**AIM OF THE TASK:**
Begin at the line that has "Can you find the german" and stop after the last line of the records. Write out every line in that span, requests included, and raise each coordinate in the answers by 95, leaving the numbers in the requests unchanged.

**GIVEN RECORDS:**
- - -
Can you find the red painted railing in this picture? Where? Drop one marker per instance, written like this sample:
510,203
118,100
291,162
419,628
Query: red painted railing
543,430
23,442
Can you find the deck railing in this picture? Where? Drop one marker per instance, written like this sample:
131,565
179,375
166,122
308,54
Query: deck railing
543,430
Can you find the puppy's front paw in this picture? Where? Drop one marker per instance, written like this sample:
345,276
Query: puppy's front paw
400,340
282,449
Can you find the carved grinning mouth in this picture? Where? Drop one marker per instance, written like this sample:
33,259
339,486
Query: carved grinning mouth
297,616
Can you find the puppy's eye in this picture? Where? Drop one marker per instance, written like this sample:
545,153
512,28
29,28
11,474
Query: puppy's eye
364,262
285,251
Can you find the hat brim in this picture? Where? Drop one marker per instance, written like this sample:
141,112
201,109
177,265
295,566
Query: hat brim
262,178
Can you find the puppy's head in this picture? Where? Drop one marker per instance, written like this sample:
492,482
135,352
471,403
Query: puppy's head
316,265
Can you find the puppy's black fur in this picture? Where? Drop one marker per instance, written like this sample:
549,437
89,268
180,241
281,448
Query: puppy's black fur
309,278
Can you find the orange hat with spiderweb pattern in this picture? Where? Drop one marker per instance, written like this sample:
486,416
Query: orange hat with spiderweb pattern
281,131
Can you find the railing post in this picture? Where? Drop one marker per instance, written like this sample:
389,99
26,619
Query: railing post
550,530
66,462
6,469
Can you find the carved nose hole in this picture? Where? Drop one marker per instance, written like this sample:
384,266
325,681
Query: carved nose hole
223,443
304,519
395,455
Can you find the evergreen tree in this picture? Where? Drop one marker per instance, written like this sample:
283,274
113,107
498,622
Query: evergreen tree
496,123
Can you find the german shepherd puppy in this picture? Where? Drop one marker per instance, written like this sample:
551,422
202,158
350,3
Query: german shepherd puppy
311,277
- - -
**IN RESPONSE:**
Can you find the german shepherd puppy in this picture? Where? Drop one marker per instance, written like this sample:
551,422
202,158
350,3
Query: german shepherd puppy
406,372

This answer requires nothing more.